*Bounding-box material:*
[START]

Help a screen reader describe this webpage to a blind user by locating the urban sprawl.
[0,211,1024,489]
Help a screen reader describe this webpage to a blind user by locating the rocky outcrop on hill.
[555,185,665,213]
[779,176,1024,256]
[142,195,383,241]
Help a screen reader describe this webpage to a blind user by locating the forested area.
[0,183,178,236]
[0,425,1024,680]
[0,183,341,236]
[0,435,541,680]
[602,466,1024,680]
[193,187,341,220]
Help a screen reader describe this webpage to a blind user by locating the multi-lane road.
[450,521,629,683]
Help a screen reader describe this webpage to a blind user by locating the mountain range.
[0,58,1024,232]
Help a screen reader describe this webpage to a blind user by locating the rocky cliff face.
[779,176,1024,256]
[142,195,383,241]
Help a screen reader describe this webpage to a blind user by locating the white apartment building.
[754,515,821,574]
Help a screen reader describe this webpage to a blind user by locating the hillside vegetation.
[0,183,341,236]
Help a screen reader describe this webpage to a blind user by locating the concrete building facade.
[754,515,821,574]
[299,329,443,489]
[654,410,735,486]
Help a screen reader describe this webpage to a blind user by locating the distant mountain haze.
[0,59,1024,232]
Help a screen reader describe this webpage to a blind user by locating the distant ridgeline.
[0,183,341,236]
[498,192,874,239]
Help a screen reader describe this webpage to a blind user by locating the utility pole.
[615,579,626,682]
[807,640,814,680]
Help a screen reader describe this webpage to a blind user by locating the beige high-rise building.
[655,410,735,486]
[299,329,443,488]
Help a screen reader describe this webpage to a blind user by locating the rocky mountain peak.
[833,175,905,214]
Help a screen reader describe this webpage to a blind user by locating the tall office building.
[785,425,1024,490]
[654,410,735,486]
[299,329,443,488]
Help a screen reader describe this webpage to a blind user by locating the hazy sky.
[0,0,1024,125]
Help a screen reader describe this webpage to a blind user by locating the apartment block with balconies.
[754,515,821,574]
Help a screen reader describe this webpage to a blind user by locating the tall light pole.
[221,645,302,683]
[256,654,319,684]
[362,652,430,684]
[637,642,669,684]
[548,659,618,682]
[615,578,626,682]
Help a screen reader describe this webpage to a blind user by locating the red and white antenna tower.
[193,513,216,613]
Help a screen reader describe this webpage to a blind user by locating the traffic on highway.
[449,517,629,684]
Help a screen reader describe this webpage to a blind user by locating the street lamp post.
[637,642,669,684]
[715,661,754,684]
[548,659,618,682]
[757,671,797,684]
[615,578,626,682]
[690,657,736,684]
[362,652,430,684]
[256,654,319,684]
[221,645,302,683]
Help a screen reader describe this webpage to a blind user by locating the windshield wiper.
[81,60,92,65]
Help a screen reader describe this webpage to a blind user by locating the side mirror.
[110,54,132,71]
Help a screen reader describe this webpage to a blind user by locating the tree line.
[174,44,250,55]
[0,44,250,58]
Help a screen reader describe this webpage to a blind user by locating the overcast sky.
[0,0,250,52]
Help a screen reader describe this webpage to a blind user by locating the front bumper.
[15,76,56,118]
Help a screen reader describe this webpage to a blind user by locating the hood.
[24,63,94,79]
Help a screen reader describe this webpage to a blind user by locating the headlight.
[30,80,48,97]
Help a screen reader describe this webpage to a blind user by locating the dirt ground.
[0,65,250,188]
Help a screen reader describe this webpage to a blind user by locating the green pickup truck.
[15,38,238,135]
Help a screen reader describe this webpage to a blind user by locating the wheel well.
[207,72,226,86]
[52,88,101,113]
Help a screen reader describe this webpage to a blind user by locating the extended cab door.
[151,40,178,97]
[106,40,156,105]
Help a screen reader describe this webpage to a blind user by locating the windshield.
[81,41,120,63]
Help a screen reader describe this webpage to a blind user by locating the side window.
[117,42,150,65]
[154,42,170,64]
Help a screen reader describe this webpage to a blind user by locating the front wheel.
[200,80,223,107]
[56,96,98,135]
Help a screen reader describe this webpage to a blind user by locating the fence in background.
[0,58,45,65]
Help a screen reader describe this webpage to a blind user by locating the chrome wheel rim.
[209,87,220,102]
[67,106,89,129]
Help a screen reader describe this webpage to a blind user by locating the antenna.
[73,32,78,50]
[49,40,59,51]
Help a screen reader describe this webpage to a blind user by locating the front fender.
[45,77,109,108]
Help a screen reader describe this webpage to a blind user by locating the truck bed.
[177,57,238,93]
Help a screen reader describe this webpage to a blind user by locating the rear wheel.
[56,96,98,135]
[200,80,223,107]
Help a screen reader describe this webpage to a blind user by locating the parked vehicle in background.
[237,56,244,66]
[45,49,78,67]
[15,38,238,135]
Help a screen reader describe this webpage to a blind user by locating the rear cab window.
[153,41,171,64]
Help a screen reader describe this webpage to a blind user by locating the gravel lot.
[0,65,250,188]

[END]
[START]

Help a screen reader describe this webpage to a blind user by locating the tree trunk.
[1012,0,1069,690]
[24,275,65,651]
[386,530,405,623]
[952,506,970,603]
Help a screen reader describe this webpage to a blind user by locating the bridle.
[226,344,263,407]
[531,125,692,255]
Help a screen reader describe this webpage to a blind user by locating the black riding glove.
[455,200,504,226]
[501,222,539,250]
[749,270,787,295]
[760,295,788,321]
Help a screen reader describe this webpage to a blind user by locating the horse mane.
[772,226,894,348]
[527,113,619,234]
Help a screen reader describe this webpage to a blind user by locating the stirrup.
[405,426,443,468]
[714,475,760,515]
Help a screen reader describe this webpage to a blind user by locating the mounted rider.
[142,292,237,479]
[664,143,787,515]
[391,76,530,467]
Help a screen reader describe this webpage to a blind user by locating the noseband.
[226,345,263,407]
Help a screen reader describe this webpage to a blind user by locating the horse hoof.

[END]

*Job:*
Pick out every line of the material that contains the string "pole", and copy each one. Match case exactly.

*Task answer:*
Help a screen reader describe this webpage to a blind user by locating the utility pole.
Help a screen reader describe this webpage to a blind user by locating the tall light pole.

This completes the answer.